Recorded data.
_ _ _

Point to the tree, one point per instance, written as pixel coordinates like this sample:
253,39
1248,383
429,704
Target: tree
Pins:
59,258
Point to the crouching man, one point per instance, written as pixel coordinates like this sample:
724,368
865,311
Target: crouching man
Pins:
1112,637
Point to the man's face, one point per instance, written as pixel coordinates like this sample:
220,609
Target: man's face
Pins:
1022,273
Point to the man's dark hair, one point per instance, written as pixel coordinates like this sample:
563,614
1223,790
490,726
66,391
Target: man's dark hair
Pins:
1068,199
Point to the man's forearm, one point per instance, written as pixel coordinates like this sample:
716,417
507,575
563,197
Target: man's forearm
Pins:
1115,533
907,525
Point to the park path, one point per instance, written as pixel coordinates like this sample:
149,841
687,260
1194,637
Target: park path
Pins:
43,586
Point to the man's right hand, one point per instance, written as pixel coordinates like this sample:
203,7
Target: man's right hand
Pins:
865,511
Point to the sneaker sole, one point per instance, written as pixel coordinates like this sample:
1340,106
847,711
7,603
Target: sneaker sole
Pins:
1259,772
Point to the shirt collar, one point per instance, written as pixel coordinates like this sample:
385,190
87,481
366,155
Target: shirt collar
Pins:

_ _ _

Written instruction. Rewrite all of the data above, changing every "Pins" to "Points" and keeping everything else the same.

Task output.
Point to the tree, one point per instance, written as pixel coordinates like this sample:
253,39
1248,383
429,704
Target: tree
Points:
59,258
Point to the crouching man, one point per instance, written as pixel coordinates like this sample:
724,368
865,311
Target: crouching man
Points:
1112,637
Point to the man's face, one point per instance, written as pixel coordinates like this sample:
220,609
Target: man's face
Points:
1022,273
Point to the man's dark hair, one point per instance, written as pixel coordinates like this sample:
563,614
1223,790
490,726
66,391
Target: man's dark hair
Points:
1068,199
Point to the man's forearm, one point per instance, written as pixel coordinates like this sample:
716,417
507,575
563,197
Target: man's forearm
Points:
1115,533
907,525
Point to the park path, one point per instance, written as pixel coordinates like this sample:
149,841
687,260
1194,637
Target: park path
Points:
43,586
Point to the man's right hand, one point per instance, written as pixel coordinates like this sample:
203,7
Target: man's right hand
Points:
865,511
Point to the sneaker sole, one point per instance, written as pixel coordinates like this sample:
1340,106
847,711
7,603
Target: sneaker sole
Points:
1259,772
Point to the shirt collar, one point per instance, written as pixel coordinates like this sample:
385,190
87,481
366,155
Target: shirt collar
Points:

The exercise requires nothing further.